## Begin Extracted material
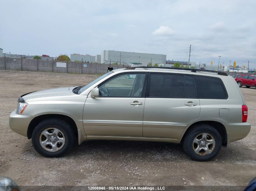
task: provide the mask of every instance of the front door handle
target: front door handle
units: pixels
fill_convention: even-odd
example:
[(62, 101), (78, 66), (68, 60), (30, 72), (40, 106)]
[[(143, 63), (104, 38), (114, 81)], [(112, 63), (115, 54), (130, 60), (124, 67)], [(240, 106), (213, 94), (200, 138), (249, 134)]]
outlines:
[[(136, 102), (135, 102), (135, 101)], [(138, 102), (136, 101), (135, 101), (133, 102), (130, 103), (130, 104), (131, 105), (142, 105), (143, 104), (141, 102)]]
[(185, 105), (191, 107), (197, 105), (197, 103), (193, 103), (192, 101), (189, 101), (187, 103), (186, 103)]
## End Extracted material
= Instruction =
Rescale the items above by writing out all of their lines again, requests included. Multiply every vertex coordinate in the outline answers by 0.3 and round it to the nearest whole number, rounding halves up, and keep every other number unchanged. Leave the pictures out of your answer.

= Worked answer =
task: provide the mask of every instance of the front door handle
target: front door handle
units: pixels
fill_convention: even-odd
example:
[(62, 101), (78, 66), (68, 60), (30, 72), (40, 106)]
[[(143, 63), (104, 38), (114, 81)], [(112, 63), (115, 54), (130, 60), (124, 67)], [(240, 106), (213, 94), (200, 138), (249, 134)]]
outlines:
[[(41, 31), (41, 31), (41, 30)], [(41, 31), (41, 30), (41, 30), (40, 31), (39, 31), (39, 31), (39, 32), (43, 32), (43, 31), (42, 31)]]
[(56, 32), (57, 32), (59, 32), (59, 31), (58, 31), (58, 30), (57, 30), (56, 31), (56, 31)]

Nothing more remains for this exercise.